WHAT IS ASKED: Retype the lines below character for character, omitting the pictures.

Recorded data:
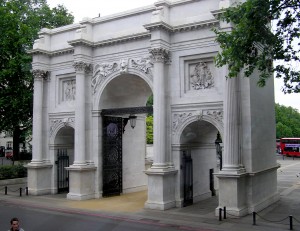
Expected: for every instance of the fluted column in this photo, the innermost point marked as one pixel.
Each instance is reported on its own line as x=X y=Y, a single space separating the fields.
x=160 y=57
x=37 y=152
x=81 y=69
x=232 y=154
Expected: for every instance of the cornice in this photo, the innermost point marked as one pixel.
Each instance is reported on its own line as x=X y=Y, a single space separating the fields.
x=122 y=39
x=132 y=37
x=159 y=26
x=51 y=53
x=79 y=42
x=195 y=25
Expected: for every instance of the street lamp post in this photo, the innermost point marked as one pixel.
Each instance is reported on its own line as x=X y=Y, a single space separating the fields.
x=218 y=142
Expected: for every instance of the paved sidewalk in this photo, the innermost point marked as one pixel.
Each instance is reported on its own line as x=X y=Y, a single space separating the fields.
x=200 y=216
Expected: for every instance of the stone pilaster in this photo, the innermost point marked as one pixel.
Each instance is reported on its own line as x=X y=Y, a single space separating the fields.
x=81 y=69
x=37 y=152
x=160 y=58
x=38 y=172
x=232 y=161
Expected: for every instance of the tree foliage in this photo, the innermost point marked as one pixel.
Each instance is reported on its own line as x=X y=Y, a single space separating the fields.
x=287 y=121
x=262 y=32
x=20 y=23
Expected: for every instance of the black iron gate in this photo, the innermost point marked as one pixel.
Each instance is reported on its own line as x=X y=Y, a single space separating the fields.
x=112 y=156
x=62 y=173
x=187 y=167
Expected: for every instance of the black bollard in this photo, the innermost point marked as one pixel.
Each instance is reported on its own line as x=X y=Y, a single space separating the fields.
x=254 y=218
x=220 y=214
x=291 y=222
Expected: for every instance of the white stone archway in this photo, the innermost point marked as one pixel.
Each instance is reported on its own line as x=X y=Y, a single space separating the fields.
x=170 y=47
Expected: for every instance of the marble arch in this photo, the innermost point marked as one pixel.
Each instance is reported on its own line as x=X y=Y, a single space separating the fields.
x=170 y=46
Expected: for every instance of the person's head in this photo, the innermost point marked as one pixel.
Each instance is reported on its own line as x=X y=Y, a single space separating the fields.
x=14 y=223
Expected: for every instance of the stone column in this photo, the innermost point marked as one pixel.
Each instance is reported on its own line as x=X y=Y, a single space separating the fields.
x=81 y=69
x=39 y=172
x=37 y=151
x=232 y=154
x=160 y=56
x=82 y=175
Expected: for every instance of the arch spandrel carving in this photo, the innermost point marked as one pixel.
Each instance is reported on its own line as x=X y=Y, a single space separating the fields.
x=104 y=72
x=181 y=119
x=56 y=124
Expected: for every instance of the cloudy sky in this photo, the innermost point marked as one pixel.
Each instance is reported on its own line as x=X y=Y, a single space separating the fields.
x=92 y=8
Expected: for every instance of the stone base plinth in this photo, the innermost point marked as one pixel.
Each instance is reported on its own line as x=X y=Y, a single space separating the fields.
x=161 y=189
x=39 y=179
x=81 y=182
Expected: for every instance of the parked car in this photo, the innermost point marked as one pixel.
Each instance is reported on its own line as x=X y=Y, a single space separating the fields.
x=9 y=154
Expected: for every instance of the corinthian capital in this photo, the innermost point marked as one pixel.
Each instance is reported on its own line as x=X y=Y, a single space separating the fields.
x=160 y=55
x=40 y=74
x=82 y=67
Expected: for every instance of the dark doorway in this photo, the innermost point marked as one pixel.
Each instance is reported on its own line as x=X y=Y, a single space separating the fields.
x=62 y=174
x=187 y=167
x=211 y=182
x=112 y=156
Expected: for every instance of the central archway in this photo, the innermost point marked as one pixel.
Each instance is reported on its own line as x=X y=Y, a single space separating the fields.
x=129 y=91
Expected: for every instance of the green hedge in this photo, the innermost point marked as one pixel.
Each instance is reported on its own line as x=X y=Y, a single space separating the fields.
x=12 y=171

COMPLETED EXERCISE:
Expected: for every instance of the fluted column in this photo, the innermost point marked as one pixel.
Each instance is reported on its own line as x=X y=Y, a single space separating the fields.
x=160 y=57
x=37 y=152
x=81 y=69
x=232 y=154
Expected: for every instance of the cornice in this photo, the innermost point marked as one pixel.
Each instance is reported on its own line as x=X y=Y, a single space separating the fields.
x=122 y=39
x=132 y=37
x=159 y=26
x=51 y=53
x=79 y=42
x=195 y=25
Expected: for every instance of the street lamp post in this photo, the innermost point marked as one pixel.
Each instance is reported on its own line as x=X y=Y, a single space separating the fields.
x=218 y=142
Expected: for every instance of the paved sidewalk in this photo, the innermost point marked as one pixel.
Each instance is reported on its own line as x=X y=Y, a single space separating the fields.
x=200 y=216
Expected: for every instance of the stone pilaster in this photo, the innermost point marked as one pixel.
Each instance is reported on its own line as x=X y=Y, a single space separating the fields.
x=81 y=69
x=37 y=152
x=160 y=58
x=38 y=172
x=232 y=161
Expected: for every instance of the tree foliage in this photo, the innermost point marked as one pixel.
Each instance is reported on its own line as x=X y=Y, a single space separating the fields.
x=287 y=121
x=262 y=32
x=20 y=23
Expected: for every instance of the black iron gate in this photo, the innermost point marked as one pixel.
Each instance is reported on its own line as x=X y=Y, a single space separating the fields.
x=112 y=156
x=62 y=173
x=187 y=167
Expected: for every instance of the black bollard in this photo, the innermost point marked as one pixel.
Each instance is reported on its own line as x=X y=Y, a single space separating the fields.
x=254 y=218
x=220 y=214
x=291 y=222
Expected: for every instance of the white stone archway in this photo, the innermost point marked as one pixel.
Each instance is reported on its own line as x=X y=Y, a single space separating the fields.
x=170 y=47
Expected: for every instance of the marble arch in this photo, the innermost point marked as one pixel.
Each instance is reported on its own line as x=X y=Y, a single space separating the fields.
x=170 y=46
Expected: for every instance of the person's head in this photo, the innermost point marked as one pixel.
Each instance is reported on its own line as x=X y=Y, a single space separating the fields.
x=14 y=223
Expected: for every instance of the stone column in this photo, the innermost point marked as one pixel.
Each instance is reported on its own line as x=X y=Y, a single space separating the fields.
x=81 y=69
x=39 y=172
x=37 y=151
x=232 y=154
x=160 y=56
x=82 y=175
Expected: for every instance of the arch spandrel carving in this photo, the innermost point marked as one pixel.
Each instance is reported on its own line as x=X y=Y, a single space separating the fields.
x=104 y=72
x=181 y=119
x=56 y=124
Expected: for every instance of the cloudy sky in this photo, the innermost point marked as one pixel.
Each instance is reported on its own line as x=X y=Y, a single space separating the fields.
x=92 y=8
Expected: for every instance of the stone base plinth in this photo, the innermost point marked as one pixel.
Each instance is reported on its own line as x=X y=Y, a single space separating the fields.
x=161 y=189
x=39 y=179
x=81 y=182
Expected: for every instance of the parked car in this photo, the innermost point marked as one pixel.
Each instance is reported on its own line as x=X y=Y, a single space separating the fields.
x=9 y=154
Expected: for every instance of the corinthian capital in this photo, the innermost point marked as one pixel.
Each instance is reported on its own line as x=X y=Y, a single space separating the fields.
x=160 y=55
x=40 y=74
x=82 y=67
Expected: for every instance of the dark doorway in this photo, the innermost point marked as one pixel.
Each instance is reported on its own line as x=X y=Y, a single space separating the fields.
x=62 y=174
x=187 y=167
x=211 y=182
x=112 y=156
Expected: for every instance of the central archway in this photo, the innermost point marked as one pixel.
Each instance is reported on its own line as x=X y=Y, a single space separating the fields.
x=129 y=91
Expected: for every instance of the green hedge in this photo, the innermost point marked as one pixel.
Each instance is reported on its own line as x=X y=Y, a single space separating the fields.
x=12 y=171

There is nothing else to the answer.